* Instructions *
A) Decide whether each statement below agrees with the passage on Xi Jinping's anti-corruption drive and China's "luxury prisons." Answer yes or no for each, and quote the words of the passage that decide it. (i) Qincheng prison belongs to China's judiciary system. (ii) Nearly 40 officials at the vice-ministerial level or higher have been placed under investigation since Xi took control of the Party in 2012. (iii) Qincheng prison was built in the late 1950s.
B) Continue the passage on Xi Jinping's anti-corruption drive and China's "luxury prisons," starting after its final sentence.
━━━ Text under study
Xi Jinping’s anti-corruption drive is world-famous by this time. Under Xi’s policy of targeting both “tigers and flies,” high-ranking officials have been targeted alongside low-grade bureaucrats. And the take-down of high-ranking Party members is apparently causing a shortage of room in the “luxury prisons” where top officials are traditionally imprisoned.
Earlier this year, former Politburo Standing Committee member Zhou Yongkang became the highest-ranking Chinese politician to ever be officially placed under investigation for corruption. Zhou may be the biggest name to become ensnared, but he’s far from the only elite politician to be brought down by Xi’s anti-corruption drive. All told, nearly 40 officials at the vice-ministerial level or higher have been placed under investigation since Xi assumed control of the Party in 2012. But such high-ranking officials are not simply thrown into prison alongside average criminals. Instead, they are housed at so-called “luxury prisons” — and these posh cells are filling up quickly.
The most famous such prison is Qincheng, located in the Changping district of Beijing. Unlike other prisons, Qincheng is not part of China’s judiciary system, but is under the direct control of the Ministry of Public Security. This prison, built in the late 1950s, has historically served as the main prison for China’s high-ranking officials — from the “Gang of Four” held responsible for China’s Cultural Revolution to officials imprisoned after the Tiananmen protests of 1989.
━━━━━━
━━━ Data to examine
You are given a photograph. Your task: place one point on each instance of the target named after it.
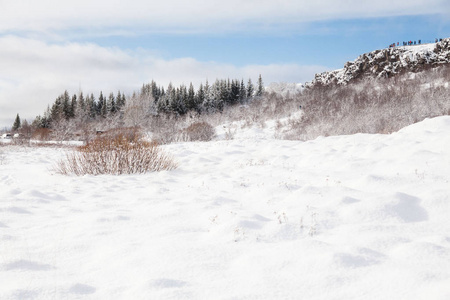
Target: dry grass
(116, 154)
(200, 131)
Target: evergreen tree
(66, 105)
(73, 106)
(16, 124)
(191, 104)
(111, 104)
(235, 92)
(91, 106)
(242, 92)
(199, 98)
(250, 88)
(57, 111)
(81, 104)
(260, 89)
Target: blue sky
(49, 46)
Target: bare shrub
(200, 131)
(42, 134)
(116, 154)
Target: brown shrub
(200, 131)
(115, 155)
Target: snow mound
(248, 218)
(388, 62)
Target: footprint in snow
(82, 289)
(26, 265)
(408, 209)
(167, 283)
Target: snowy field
(348, 217)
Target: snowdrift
(346, 217)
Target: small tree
(17, 123)
(260, 89)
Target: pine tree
(250, 88)
(66, 105)
(16, 124)
(111, 104)
(242, 92)
(260, 89)
(191, 104)
(91, 106)
(73, 106)
(235, 92)
(199, 98)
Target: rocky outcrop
(388, 62)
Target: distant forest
(151, 100)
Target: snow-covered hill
(388, 62)
(346, 217)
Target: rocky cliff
(387, 63)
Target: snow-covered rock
(388, 62)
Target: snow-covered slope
(387, 62)
(348, 217)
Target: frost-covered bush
(200, 131)
(116, 154)
(372, 106)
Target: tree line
(151, 100)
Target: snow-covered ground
(348, 217)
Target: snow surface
(349, 217)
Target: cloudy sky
(48, 46)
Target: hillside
(388, 62)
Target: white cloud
(197, 15)
(34, 73)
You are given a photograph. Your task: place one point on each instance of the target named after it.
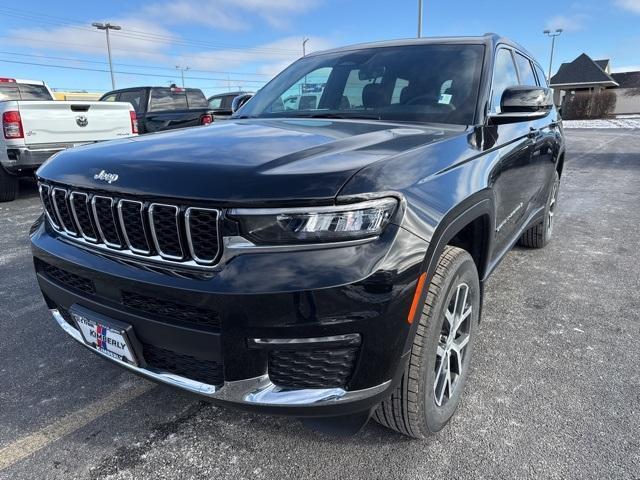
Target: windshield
(23, 91)
(416, 83)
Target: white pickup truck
(35, 126)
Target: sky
(241, 44)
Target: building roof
(627, 79)
(583, 70)
(604, 64)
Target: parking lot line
(71, 422)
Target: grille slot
(131, 214)
(202, 234)
(165, 230)
(178, 235)
(79, 203)
(105, 221)
(312, 368)
(67, 279)
(206, 371)
(45, 196)
(173, 312)
(60, 205)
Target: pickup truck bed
(34, 130)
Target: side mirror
(521, 103)
(239, 101)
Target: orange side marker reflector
(416, 298)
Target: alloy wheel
(452, 345)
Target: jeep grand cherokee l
(325, 261)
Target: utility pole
(106, 26)
(553, 36)
(182, 70)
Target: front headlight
(315, 224)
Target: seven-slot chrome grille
(175, 234)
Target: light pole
(182, 70)
(106, 27)
(553, 36)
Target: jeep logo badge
(82, 120)
(105, 176)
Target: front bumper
(257, 391)
(325, 297)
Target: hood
(240, 161)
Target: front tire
(540, 234)
(434, 379)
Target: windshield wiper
(356, 116)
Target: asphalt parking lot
(554, 392)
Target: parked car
(222, 104)
(35, 127)
(164, 108)
(324, 262)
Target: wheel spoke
(440, 381)
(461, 342)
(451, 320)
(453, 341)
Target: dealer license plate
(109, 338)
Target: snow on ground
(622, 121)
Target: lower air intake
(312, 368)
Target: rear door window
(167, 99)
(504, 76)
(196, 99)
(135, 98)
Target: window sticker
(445, 98)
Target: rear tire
(434, 379)
(8, 186)
(539, 235)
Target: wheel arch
(475, 214)
(462, 227)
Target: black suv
(325, 261)
(164, 108)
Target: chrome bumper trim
(256, 391)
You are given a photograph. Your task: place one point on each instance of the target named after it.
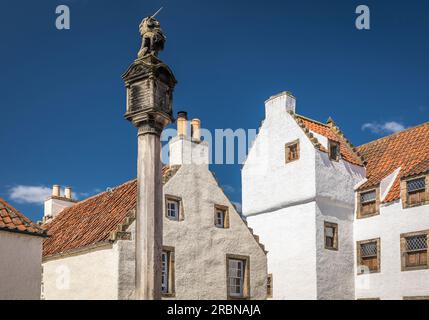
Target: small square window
(238, 277)
(292, 151)
(368, 205)
(331, 236)
(414, 248)
(173, 208)
(221, 218)
(334, 150)
(416, 191)
(368, 256)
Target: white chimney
(68, 193)
(196, 129)
(280, 103)
(56, 203)
(186, 149)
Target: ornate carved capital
(150, 126)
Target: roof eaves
(307, 132)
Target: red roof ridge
(101, 218)
(394, 134)
(330, 131)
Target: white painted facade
(287, 205)
(391, 283)
(200, 247)
(20, 266)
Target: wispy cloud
(29, 194)
(383, 128)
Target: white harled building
(331, 215)
(208, 250)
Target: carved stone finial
(153, 39)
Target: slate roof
(93, 220)
(14, 221)
(408, 150)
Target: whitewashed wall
(200, 250)
(287, 205)
(290, 238)
(279, 203)
(20, 266)
(200, 247)
(392, 283)
(335, 183)
(88, 275)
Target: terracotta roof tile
(12, 220)
(92, 221)
(408, 150)
(333, 133)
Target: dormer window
(221, 218)
(292, 151)
(368, 203)
(416, 191)
(173, 208)
(334, 150)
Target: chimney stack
(276, 105)
(196, 129)
(56, 191)
(182, 119)
(56, 203)
(68, 193)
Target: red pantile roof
(408, 150)
(92, 221)
(12, 220)
(332, 132)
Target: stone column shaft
(149, 218)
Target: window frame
(404, 251)
(246, 277)
(359, 211)
(335, 245)
(359, 263)
(338, 145)
(405, 195)
(180, 211)
(171, 283)
(225, 210)
(287, 151)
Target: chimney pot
(196, 129)
(56, 191)
(182, 118)
(68, 193)
(280, 103)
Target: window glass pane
(368, 249)
(416, 185)
(172, 209)
(329, 232)
(236, 277)
(368, 196)
(417, 243)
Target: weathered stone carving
(153, 38)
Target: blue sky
(62, 99)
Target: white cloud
(383, 128)
(30, 194)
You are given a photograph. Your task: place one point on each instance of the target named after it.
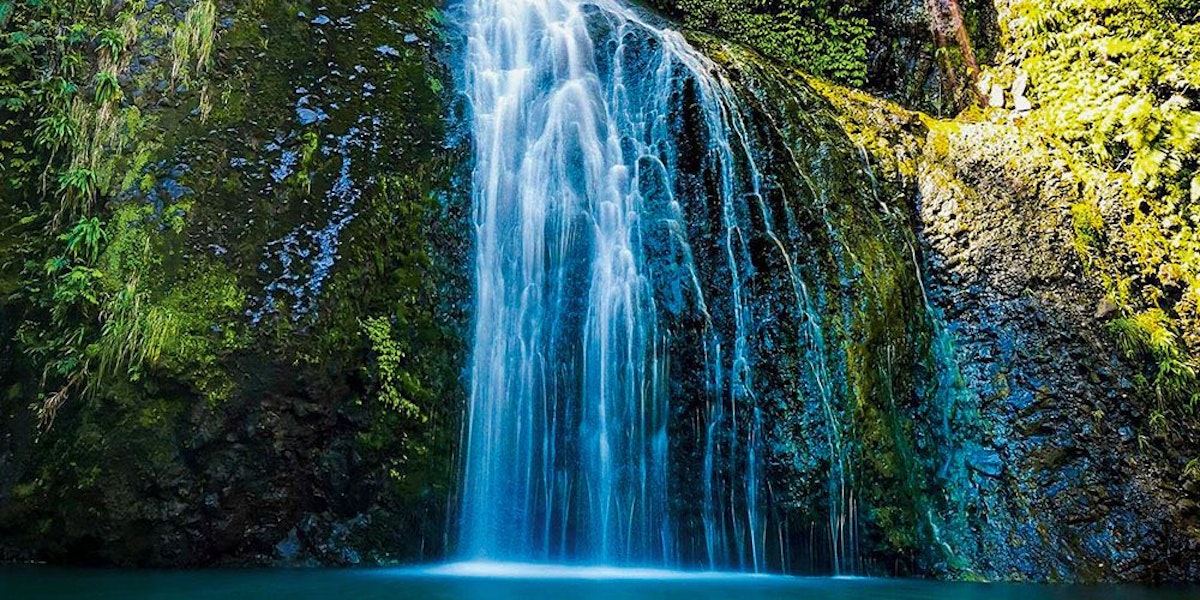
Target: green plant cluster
(83, 268)
(1115, 87)
(825, 37)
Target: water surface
(502, 582)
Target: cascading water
(607, 153)
(568, 445)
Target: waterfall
(599, 137)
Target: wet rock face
(1068, 483)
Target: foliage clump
(75, 145)
(825, 37)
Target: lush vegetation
(1114, 87)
━━━━━━
* Solved problems *
A)
(i) No: "Unlike other prisons, Qincheng is not part of China’s judiciary system, but is under the direct control of the Ministry of Public Security."
(ii) Yes: "All told, nearly 40 officials at the vice-ministerial level or higher have been placed under investigation since Xi assumed control of the Party in 2012."
(iii) Yes: "This prison, built in the late 1950s, has historically served as the main prison for China’s high-ranking officials"

B)
Today, Qincheng’s inmates include a who’s who list of toppled Chinese politicians: Bo Xilai and his former police chief Wang Lijun, former railroad tsar Liu Zhijun, and former deputy public security minister Li Jizhou. And that’s not including any of the officials placed under investigation under Xi Jinping. Once shuanggui or intra-Party investigation is over and officials’ cases are turned over to the police, many of them will be transferred to Qincheng. Those who are sentenced to prison terms will likely call the prison their home for the duration of their sentence.
According to those who have spent time within Qincheng, it’s a far cry from most prisons. One former inmate, Bao Tong, told South China Morning Post that Qincheng was “like a five-star hotel.” The rooms are around 20 square meters in size, and include a private bathroom, a comfortable bed, a sofa, and a desk. Even the food is rumored to be prepared by top-notch chefs, and prisoners are regularly allowed to receive gifts of food and clothing from relatives on the outside. Former inmates also note that prisoners are often released early on the pretext of “medical parole.”
Despite the amenities, Qincheng’s inmates won’t be able to forget they are, in fact, in prison. According to former prisoners, all inmates are under constant monitoring. This may in part be due to concerns that imprisoned officials will commit suicide — some reports indicate that the cells have been specifically designed to prevent suicide attempts.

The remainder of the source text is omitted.